┌────────

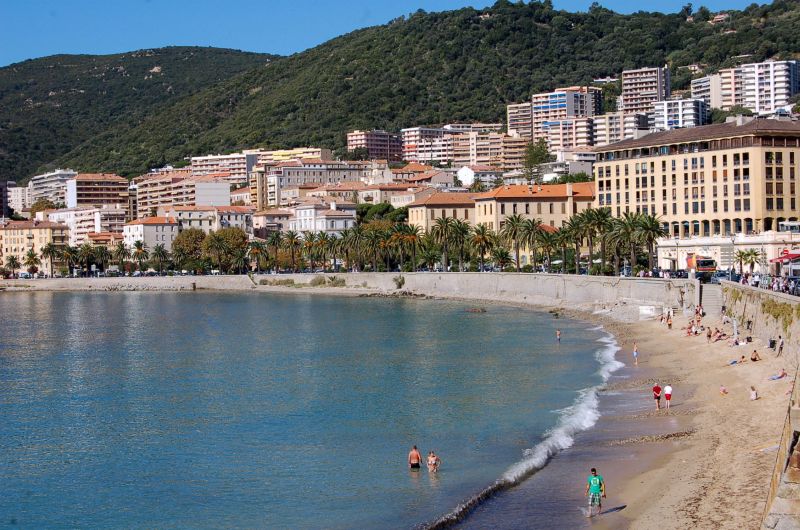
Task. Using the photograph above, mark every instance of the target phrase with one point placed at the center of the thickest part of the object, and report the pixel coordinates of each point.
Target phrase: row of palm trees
(453, 244)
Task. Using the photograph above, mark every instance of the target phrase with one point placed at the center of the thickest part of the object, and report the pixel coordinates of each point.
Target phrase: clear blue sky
(36, 28)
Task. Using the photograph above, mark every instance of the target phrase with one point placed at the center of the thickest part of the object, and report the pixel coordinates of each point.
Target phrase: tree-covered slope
(50, 106)
(432, 68)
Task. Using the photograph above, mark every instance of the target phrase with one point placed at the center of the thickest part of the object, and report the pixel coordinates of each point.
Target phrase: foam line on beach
(580, 416)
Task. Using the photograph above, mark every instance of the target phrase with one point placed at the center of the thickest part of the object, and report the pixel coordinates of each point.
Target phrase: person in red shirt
(657, 396)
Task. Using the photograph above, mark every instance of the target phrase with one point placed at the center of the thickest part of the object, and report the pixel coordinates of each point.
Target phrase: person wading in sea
(595, 488)
(414, 458)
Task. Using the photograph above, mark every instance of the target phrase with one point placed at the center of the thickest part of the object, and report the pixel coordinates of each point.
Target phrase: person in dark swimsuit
(414, 458)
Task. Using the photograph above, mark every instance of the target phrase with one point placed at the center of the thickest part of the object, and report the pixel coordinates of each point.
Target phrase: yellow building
(552, 204)
(424, 212)
(18, 237)
(734, 177)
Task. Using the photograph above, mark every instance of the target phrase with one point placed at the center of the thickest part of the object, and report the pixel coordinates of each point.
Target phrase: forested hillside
(50, 106)
(431, 68)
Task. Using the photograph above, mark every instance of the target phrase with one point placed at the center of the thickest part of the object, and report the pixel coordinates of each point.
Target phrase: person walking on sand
(657, 396)
(595, 491)
(414, 458)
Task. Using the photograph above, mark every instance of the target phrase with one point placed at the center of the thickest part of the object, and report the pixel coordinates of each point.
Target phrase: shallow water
(249, 410)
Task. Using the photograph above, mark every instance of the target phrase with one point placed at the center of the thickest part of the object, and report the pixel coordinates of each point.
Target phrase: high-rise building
(51, 186)
(679, 113)
(762, 88)
(643, 87)
(719, 179)
(379, 144)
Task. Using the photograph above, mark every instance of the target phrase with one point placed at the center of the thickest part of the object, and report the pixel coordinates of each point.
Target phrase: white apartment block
(679, 113)
(174, 189)
(151, 231)
(553, 107)
(211, 218)
(237, 166)
(617, 126)
(19, 197)
(51, 186)
(643, 87)
(762, 88)
(83, 221)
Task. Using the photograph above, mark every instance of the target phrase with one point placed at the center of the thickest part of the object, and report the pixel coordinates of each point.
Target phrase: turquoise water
(249, 410)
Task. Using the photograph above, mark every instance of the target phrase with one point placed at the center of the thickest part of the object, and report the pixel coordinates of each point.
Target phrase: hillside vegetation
(50, 106)
(431, 68)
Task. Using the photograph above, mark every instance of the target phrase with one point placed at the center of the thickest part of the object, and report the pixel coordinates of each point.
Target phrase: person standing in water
(595, 489)
(414, 458)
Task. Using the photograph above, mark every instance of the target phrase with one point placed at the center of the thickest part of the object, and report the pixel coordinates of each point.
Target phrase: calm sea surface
(168, 410)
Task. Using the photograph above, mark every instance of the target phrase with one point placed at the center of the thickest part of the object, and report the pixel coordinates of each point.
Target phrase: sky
(37, 28)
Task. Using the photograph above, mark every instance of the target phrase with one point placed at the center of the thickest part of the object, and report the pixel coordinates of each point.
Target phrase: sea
(254, 410)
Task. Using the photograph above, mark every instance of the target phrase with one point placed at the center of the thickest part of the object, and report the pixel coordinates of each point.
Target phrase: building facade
(734, 177)
(643, 87)
(379, 144)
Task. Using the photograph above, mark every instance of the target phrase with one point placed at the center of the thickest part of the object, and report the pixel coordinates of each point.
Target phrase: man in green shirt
(595, 489)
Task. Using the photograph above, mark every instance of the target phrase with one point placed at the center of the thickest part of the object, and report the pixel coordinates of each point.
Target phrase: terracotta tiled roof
(523, 191)
(757, 126)
(153, 221)
(446, 199)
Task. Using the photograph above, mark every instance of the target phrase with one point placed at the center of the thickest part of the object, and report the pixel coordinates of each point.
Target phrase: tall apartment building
(97, 189)
(83, 221)
(617, 126)
(379, 144)
(51, 186)
(643, 87)
(4, 195)
(237, 166)
(173, 189)
(679, 113)
(418, 142)
(563, 103)
(269, 180)
(760, 87)
(739, 176)
(19, 197)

└────────

Instructions for the task:
With the pictures omitted, reproduce the records in full and exactly.

Complete output:
Task. Using the photograph above, mark every instance of the target phrase with one point placed at the center of the thickest part of the object, and report the pixel coordinates of each point.
Target phrase: row of palm trees
(453, 244)
Task. Using the photograph above, mark every instance of the target phrase with one point placed at the center of the thickest part of the object, and report the pixel coordinates of each point.
Target phrase: clear blue sky
(36, 28)
Task. Using the photograph above, mark every instance of the target phrase with one point placed at the center of the thickest part of the object, and report the pixel coordinates of each point.
Target phrase: tree-covered slope
(50, 106)
(432, 68)
Task. Using the photograph above, mark every instance of the target phrase with one point placed at the center of the thickest part of the object, and report the pixel coordinates of each point.
Target phrase: foam line on beach
(580, 416)
Task. Using the photograph above, mark every instance of the target phrase with one point placed at the center of the thickest part of the object, and report the pixel coordinates of each point.
Target phrase: person in red shirt
(657, 396)
Task. Using the photograph above, mark every instance of the target phrase with one point placed at the center of the thickest part of the object, and report the pixel coordinates of each point.
Target phrase: person wading in sea
(595, 488)
(414, 458)
Task. Using the photograph above, mark every instance of the target phrase with one point placed at the center of the thickest part of the object, and report the pixel coordinates of each point.
Target phrase: person in dark swimsuit
(414, 458)
Task. Using the photograph above, mark every instance of the target phrase with one point placed at the center of the thickest part of the object, and report the pixel coordinates of each point.
Target phrase: yellow building
(552, 204)
(424, 212)
(18, 237)
(734, 177)
Task. Using the photograph above, mark every instance of the target phrase with one point placed at the center of the thickest part of the object, and report the pixel coordinates of each point.
Target phrase: forested hillside
(50, 106)
(431, 68)
Task. Using the photograph above, mark every instance of the target phrase with one point placed at the center of the thickest part of the object, and report the pixel coordinates of each point.
Target phrase: person walking on sand
(657, 396)
(595, 491)
(414, 458)
Task. Using the photograph above, mark every instance of the target phrase with one point placed at the center of the thickest part of the object, and report the pixel coordinates of each point.
Target phrase: shallow water
(249, 410)
Task. Using the photograph above, mark every instance of the target phrase with one point placed at the center of the thickest part of the object, and report the pixel coordinates of each point.
Target phrase: high-rise building
(51, 186)
(679, 113)
(762, 88)
(643, 87)
(719, 179)
(379, 144)
Task. Using the photograph above, mark every instance of the target phrase with one point placed at the center of the thickest part of the object, and report the pixel coordinates of each point.
Target phrase: white apartment block
(679, 113)
(174, 189)
(151, 231)
(553, 107)
(211, 218)
(237, 166)
(617, 126)
(19, 197)
(51, 186)
(643, 87)
(762, 88)
(83, 221)
Task. Using the photograph above, mark every instance of the target phrase with one point placed at the center of the thickest part of the object, and report the pixel coordinates of each point.
Target phrase: turquoise water
(249, 410)
Task. Using the photograph above, mark every instance of the target phrase with one point placed at the center of the thickest part of the object, and report the pixel coordinates of each point.
Target phrase: hillside vegetation
(50, 106)
(431, 68)
Task. Using the photograph above, mark every instance of the target phrase with one point placed at the center of the thickest part of the object, and report the pixel coordinates of each point.
Target phrase: person standing in water
(595, 489)
(414, 458)
Task. Using the photograph above, mark every instance of the target phrase with one point placed at the center of the thickest part of the object, and report the pixel coordinates of each point.
Target phrase: calm sea surface
(168, 410)
Task. Using the photograph above, mark every instance of the target phrase with one point placed at the center of the thickest part of the object, and report the pixel coordinates of each point.
Target phrase: sky
(37, 28)
Task. Using the photograph above, mark every instance of the target phrase with one point placed at the center of the thickest part of the object, and report the pixel coordinates of each point.
Target phrase: sea
(254, 410)
Task. Using the photograph above, mark every instance of the target phrase with one point placed at the center of the thickest part of the object, and report the pixel coordinates of each point.
Target phrase: building facade
(734, 177)
(643, 87)
(379, 144)
Task. Using the photograph above, mark every instance of the target phrase with one point placed at the center of the thickest part of the object, and report the pixel coordinates of each point.
Target phrase: man in green shirt
(595, 489)
Task. Using the photograph above, mark every instance of the target phrase with one point placed at the center of the thickest part of the object, and report the pixel coordinates of each point.
Target phrase: terracotta tiled roof
(523, 191)
(757, 126)
(153, 221)
(446, 199)
Task. Using the photograph above, mark every instance of the target phrase with one point placed at the center of the thickest part of the object, and report the pixel coordinates of each point.
Target phrase: tall apartment building
(97, 189)
(83, 221)
(617, 126)
(379, 144)
(51, 186)
(643, 87)
(4, 195)
(237, 166)
(173, 189)
(679, 113)
(418, 142)
(563, 103)
(269, 180)
(760, 87)
(739, 176)
(19, 197)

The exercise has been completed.